STATED GOAL - Please convert the items, starting at the line that has "Every instance of the rink" and stopping after the line that has "(1253, 498)", into a two-column CSV with the headers text and answer. Give one row per item, with each field in double quotes and its line breaks replaced by spaces.

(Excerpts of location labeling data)
/---

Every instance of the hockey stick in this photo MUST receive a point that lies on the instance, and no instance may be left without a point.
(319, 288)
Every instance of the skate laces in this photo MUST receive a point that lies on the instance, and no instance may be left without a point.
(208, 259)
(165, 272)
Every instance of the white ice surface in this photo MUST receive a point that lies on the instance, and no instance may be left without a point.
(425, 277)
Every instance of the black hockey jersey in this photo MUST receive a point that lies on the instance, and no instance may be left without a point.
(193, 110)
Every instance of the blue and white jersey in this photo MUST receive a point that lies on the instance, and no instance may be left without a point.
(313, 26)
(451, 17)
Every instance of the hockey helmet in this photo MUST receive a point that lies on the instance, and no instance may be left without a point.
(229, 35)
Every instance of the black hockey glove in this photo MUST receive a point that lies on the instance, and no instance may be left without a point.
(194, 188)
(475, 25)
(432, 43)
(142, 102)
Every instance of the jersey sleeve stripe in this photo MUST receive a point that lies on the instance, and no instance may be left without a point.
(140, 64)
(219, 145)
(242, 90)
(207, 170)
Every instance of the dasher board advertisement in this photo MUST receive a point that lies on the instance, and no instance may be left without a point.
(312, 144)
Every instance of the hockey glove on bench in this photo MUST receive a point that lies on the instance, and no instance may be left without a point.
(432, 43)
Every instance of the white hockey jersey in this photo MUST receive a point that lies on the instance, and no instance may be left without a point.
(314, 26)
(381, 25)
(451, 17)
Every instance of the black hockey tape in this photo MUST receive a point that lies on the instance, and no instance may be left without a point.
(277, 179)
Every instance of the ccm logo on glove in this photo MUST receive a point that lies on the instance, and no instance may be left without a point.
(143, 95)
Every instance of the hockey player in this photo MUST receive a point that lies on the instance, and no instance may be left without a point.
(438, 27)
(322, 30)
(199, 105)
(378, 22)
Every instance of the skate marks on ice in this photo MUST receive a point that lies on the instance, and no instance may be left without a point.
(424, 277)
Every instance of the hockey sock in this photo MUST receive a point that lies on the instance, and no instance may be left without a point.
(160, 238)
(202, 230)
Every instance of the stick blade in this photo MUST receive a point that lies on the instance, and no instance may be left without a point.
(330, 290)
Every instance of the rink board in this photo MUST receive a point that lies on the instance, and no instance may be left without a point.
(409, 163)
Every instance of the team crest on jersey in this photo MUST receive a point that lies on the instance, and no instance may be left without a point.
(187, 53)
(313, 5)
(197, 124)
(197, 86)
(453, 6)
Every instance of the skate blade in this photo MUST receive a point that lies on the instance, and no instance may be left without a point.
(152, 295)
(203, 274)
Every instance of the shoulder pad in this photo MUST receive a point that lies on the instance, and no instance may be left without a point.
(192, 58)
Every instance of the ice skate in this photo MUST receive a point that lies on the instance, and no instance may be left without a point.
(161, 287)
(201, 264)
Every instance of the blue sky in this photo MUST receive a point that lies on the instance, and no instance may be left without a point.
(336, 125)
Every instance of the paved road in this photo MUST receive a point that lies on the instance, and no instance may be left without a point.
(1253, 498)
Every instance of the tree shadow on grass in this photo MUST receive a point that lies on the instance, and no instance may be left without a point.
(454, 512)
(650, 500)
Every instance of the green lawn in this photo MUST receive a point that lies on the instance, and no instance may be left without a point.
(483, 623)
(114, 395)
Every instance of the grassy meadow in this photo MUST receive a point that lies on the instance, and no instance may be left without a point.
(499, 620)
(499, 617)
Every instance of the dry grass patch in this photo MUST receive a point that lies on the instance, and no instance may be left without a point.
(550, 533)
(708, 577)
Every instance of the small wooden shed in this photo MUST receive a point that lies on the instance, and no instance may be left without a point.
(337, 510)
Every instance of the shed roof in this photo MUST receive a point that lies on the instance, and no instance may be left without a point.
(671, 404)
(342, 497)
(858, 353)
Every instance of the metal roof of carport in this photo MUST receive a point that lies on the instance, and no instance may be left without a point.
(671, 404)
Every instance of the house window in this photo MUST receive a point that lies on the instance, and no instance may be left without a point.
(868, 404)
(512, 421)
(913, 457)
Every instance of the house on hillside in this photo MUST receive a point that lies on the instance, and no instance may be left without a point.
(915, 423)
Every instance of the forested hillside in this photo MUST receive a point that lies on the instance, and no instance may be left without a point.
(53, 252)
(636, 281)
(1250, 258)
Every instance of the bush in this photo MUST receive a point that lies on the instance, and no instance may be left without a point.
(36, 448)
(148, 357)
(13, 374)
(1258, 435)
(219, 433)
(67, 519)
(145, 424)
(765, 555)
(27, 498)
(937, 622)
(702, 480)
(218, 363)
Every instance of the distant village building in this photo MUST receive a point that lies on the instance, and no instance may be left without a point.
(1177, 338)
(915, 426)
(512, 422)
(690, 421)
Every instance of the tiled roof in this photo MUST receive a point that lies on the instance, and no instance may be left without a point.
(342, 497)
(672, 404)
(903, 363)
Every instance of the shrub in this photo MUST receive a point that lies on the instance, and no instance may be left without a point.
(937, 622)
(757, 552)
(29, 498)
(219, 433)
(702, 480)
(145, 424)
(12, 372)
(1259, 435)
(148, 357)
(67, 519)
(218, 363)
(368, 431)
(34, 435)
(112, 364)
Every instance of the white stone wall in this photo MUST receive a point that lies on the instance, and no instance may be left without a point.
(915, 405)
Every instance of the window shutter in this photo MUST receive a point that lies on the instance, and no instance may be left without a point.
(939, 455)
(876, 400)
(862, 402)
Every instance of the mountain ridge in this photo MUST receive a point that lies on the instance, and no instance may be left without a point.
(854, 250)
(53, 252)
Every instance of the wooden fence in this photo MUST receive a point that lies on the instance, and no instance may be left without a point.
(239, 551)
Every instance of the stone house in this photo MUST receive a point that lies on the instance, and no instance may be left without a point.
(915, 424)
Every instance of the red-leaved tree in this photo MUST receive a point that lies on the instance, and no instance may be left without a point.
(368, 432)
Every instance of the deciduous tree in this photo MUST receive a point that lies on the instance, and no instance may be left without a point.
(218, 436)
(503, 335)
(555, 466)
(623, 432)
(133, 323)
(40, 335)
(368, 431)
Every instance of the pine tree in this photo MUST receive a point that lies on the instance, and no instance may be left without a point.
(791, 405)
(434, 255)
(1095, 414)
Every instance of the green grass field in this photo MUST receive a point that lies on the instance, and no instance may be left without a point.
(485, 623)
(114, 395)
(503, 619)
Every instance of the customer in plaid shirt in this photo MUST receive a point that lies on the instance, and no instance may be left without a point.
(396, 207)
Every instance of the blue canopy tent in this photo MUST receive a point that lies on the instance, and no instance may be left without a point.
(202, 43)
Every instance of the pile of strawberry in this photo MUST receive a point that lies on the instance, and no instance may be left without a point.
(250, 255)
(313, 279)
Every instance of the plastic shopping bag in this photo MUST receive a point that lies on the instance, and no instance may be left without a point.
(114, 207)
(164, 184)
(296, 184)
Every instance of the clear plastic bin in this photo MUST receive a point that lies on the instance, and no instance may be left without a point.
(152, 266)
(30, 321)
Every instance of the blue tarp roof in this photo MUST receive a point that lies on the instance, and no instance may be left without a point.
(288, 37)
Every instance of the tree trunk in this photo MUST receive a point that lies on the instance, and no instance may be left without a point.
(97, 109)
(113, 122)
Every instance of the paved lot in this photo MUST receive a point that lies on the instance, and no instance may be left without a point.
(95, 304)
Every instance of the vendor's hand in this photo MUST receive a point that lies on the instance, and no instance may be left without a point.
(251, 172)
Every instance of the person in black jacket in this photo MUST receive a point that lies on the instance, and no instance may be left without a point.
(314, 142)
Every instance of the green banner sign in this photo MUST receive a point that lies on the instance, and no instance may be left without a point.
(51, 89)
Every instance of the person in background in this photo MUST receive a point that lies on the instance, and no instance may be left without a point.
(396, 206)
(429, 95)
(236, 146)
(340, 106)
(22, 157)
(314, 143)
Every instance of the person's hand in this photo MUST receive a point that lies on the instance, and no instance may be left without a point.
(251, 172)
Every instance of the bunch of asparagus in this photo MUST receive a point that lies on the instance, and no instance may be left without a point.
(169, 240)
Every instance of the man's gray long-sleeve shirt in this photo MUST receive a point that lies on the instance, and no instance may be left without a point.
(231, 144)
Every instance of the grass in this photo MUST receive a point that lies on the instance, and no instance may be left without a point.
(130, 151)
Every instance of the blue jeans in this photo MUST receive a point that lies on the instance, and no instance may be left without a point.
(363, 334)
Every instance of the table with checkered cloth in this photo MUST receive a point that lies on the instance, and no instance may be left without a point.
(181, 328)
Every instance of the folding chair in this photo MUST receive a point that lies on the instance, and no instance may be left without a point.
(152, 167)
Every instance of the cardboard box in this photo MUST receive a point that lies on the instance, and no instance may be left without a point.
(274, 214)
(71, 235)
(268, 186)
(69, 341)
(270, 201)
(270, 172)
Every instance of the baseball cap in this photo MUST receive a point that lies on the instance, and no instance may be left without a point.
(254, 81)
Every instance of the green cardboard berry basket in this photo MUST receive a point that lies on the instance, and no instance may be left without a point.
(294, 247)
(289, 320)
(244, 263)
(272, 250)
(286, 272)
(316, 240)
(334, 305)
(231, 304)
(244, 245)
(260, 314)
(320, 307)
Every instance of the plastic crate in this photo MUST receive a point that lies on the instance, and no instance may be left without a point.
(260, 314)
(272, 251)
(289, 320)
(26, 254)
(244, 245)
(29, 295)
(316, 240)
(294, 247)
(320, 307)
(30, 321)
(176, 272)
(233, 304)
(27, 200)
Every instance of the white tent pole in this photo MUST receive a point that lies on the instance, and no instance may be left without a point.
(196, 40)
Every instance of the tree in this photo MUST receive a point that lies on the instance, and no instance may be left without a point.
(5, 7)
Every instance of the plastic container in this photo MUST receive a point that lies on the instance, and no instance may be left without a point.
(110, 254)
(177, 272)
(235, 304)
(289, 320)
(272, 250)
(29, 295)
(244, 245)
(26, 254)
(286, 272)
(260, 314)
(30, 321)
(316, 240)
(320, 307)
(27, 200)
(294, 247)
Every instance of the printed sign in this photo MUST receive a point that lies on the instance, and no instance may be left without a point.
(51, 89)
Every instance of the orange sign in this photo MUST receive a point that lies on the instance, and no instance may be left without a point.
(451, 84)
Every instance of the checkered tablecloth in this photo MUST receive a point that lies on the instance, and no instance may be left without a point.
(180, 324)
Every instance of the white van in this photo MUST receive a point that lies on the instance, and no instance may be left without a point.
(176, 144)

\---

TASK RESPONSE -
text,answer
"Every instance of the rink board in this photo MUST receive a point that lies on the instance, and no instance may be left without a point.","(409, 163)"
"Every instance of the team crest on jersey in this photo MUST receive a point that lies on the instance, and no instance may be left without a point.","(187, 53) (313, 5) (197, 124) (197, 86) (453, 6)"
"Every instance of the skate blade in this photo MUST receive a point that lies on the instance, and no instance may be left without a point.","(152, 295) (203, 274)"
"Every instance of the shoulder pad in this photo MUST receive a point that lies on the instance, and no instance may be left without a point.","(192, 58)"
"Every instance of the ice skate in this photo MUST receive a point that lies on the instance, and no instance may be left without a point.","(161, 287) (201, 264)"
"Every instance of the blue sky in this photo MUST receive a point that lies on the instance, and no instance may be left without a point.","(336, 125)"
"Every instance of the paved road in this photo MUST receive a point that lies on the instance, and no instance may be left without a point.","(1253, 498)"